═════ Material for this exercise ═════

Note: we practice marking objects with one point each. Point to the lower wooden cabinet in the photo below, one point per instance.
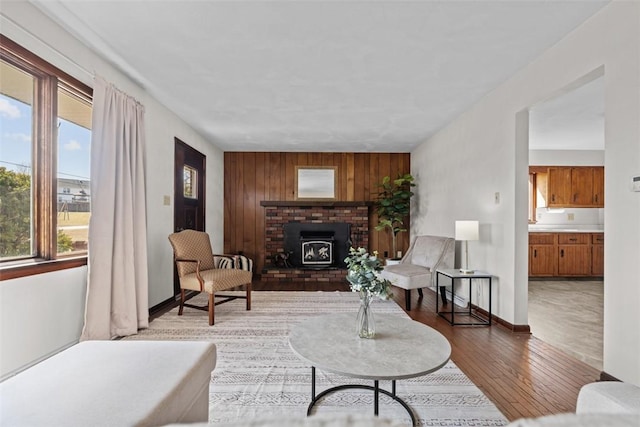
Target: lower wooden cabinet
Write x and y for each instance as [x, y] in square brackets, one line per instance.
[574, 260]
[543, 261]
[566, 254]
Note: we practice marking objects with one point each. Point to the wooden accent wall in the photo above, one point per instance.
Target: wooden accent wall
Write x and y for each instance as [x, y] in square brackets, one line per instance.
[251, 177]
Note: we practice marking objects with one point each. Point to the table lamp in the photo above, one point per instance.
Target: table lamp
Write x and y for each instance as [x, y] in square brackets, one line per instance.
[467, 230]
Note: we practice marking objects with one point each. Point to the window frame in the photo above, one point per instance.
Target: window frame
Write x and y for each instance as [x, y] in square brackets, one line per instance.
[44, 170]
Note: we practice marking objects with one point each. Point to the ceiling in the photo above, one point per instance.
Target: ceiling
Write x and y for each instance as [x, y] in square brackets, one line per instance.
[319, 75]
[572, 121]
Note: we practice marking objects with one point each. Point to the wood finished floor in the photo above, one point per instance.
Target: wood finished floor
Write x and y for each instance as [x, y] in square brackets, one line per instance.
[522, 375]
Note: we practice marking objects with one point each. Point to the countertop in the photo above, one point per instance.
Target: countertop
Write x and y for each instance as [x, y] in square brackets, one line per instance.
[566, 228]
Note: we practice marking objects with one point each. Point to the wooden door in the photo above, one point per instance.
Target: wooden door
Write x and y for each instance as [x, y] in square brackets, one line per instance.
[597, 254]
[598, 187]
[582, 186]
[188, 193]
[189, 188]
[559, 192]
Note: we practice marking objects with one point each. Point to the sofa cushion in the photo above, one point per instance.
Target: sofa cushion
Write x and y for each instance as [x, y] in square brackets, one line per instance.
[609, 397]
[112, 383]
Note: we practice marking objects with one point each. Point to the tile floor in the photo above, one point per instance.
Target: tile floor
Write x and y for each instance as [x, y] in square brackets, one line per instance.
[568, 314]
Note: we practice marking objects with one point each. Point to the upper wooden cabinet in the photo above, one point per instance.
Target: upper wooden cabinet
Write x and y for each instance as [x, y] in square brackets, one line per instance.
[577, 186]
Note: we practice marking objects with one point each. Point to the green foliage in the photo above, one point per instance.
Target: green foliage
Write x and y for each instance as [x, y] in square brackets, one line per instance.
[393, 204]
[65, 244]
[364, 273]
[15, 213]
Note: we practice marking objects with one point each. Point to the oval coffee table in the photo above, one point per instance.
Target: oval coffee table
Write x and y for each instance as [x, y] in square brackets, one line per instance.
[402, 348]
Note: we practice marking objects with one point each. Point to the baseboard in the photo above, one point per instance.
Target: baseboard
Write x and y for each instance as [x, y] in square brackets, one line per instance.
[607, 377]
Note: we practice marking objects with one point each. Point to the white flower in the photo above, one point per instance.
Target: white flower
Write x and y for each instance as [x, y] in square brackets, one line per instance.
[364, 273]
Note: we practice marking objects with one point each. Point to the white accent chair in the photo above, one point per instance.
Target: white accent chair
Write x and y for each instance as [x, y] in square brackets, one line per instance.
[417, 268]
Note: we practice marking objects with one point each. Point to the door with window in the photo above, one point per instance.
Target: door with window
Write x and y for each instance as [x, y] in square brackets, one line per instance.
[189, 191]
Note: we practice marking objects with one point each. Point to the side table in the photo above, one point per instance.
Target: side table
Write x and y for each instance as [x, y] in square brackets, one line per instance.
[455, 274]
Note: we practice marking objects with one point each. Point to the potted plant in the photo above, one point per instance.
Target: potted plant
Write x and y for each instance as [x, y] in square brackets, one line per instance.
[392, 205]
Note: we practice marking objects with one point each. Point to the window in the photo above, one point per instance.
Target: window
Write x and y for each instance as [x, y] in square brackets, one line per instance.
[45, 117]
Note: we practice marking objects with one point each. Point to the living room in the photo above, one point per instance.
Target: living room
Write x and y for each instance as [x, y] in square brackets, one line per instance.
[458, 170]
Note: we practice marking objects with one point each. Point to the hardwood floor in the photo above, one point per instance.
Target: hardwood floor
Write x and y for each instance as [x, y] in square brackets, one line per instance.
[522, 375]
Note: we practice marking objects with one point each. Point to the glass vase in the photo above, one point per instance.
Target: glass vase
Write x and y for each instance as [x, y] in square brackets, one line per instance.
[365, 326]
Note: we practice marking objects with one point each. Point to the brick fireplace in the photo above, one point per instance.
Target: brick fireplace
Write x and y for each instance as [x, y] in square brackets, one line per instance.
[278, 213]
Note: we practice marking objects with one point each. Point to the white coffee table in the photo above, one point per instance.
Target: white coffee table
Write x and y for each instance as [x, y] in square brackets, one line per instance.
[402, 348]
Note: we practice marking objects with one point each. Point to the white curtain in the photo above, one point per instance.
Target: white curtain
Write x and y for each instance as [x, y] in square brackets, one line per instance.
[117, 297]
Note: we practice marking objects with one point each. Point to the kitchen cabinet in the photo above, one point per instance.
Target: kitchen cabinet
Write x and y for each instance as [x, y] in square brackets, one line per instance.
[566, 254]
[559, 187]
[578, 186]
[574, 254]
[597, 254]
[542, 254]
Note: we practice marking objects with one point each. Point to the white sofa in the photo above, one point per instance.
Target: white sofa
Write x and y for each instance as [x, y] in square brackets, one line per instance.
[113, 383]
[599, 404]
[417, 268]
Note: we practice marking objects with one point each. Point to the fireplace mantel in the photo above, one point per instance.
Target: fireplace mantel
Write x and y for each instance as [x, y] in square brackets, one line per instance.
[314, 203]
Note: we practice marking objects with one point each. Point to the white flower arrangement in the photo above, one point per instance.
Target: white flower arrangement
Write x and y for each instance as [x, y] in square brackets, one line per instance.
[364, 273]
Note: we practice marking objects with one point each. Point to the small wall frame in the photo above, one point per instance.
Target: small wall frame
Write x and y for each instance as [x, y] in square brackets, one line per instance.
[316, 182]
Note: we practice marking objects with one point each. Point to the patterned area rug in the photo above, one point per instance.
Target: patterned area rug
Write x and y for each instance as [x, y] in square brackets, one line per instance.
[257, 375]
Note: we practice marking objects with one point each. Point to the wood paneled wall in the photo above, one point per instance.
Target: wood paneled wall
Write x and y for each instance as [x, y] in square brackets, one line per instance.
[250, 177]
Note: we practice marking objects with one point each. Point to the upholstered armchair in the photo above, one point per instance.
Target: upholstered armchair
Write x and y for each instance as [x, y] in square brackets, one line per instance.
[417, 269]
[202, 271]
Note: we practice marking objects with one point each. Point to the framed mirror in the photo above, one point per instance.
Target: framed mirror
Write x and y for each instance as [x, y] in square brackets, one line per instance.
[316, 182]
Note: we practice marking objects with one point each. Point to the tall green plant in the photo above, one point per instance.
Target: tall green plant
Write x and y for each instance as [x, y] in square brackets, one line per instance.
[393, 205]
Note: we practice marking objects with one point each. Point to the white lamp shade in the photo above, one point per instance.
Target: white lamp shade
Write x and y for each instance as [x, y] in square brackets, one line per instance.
[467, 230]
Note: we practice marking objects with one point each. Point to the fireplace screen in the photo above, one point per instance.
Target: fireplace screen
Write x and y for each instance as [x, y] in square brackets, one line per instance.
[316, 245]
[317, 252]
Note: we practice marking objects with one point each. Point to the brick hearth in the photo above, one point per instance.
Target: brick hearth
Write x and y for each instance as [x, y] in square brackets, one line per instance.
[282, 212]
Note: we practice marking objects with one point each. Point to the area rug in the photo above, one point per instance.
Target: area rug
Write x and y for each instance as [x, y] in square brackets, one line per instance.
[257, 375]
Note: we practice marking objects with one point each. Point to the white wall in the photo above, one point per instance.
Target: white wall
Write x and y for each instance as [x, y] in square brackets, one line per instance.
[484, 151]
[566, 157]
[61, 325]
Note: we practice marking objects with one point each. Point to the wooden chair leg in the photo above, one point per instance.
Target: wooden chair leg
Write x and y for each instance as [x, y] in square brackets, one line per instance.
[211, 308]
[181, 302]
[407, 299]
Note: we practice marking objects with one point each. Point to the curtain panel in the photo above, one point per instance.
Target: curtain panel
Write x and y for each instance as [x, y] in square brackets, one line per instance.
[117, 289]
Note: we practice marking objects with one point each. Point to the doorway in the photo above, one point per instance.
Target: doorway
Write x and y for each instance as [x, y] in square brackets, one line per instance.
[189, 192]
[568, 130]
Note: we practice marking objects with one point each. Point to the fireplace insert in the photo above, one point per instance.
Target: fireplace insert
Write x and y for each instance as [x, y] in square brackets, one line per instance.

═════

Among the entries above, copy exactly only the lines starting with the one containing "Target: white flower arrangement" and going through the one containing "Target: fireplace screen", both ends included.

● **Exercise result**:
Target: white flower arrangement
Write x and y for each instance as [x, y] in square brackets, one line per instance.
[364, 273]
Note: we practice marking objects with one point each. Point to the small wall frame in the photo above, one point per instance.
Target: small wall frame
Write x and y for each instance as [x, y] in square brackets, one line per instance.
[316, 182]
Note: we practice marking objects with one point each. Point to the patterned area rug in the photo above, one point per instance.
Target: patterned area rug
Write x and y for each instance as [x, y] in square brackets, one line per instance.
[257, 375]
Note: we practice marking objects with one point each. Point to the wood paneled wall in the photo above, one point per instance.
Target: wood paneled wall
Write x and y for each instance as [x, y] in square brackets, one line per instance.
[250, 177]
Note: we practice marking objects with one point each. Point to the upholstered armchair in the photo above, one point per instance.
Target: upholstered armchair
Write x and y for each instance as [x, y] in square brackets, one line per instance.
[417, 269]
[202, 271]
Note: we practice marking objects with one point each. Point to the framed mirror in the photo above, one point per instance.
Target: framed mirror
Write x and y for each instance as [x, y] in square brackets, one line per instance.
[316, 182]
Note: we practice marking objects with one point each. Point to the tall green plant in the photo above, one point per instance.
Target: tall green plant
Write x and y for each instance as [x, y] in square brackets, one line per instance.
[393, 205]
Note: we practice marking objects with one point each. Point to the white lamp shade in the photo above, one point per instance.
Target: white lamp shade
Write x and y for each instance as [x, y] in square brackets, one line per instance.
[467, 230]
Note: we practice marking objects with one point each. Point to the fireplace screen in the photo above, one point per instance.
Target: fireplace screen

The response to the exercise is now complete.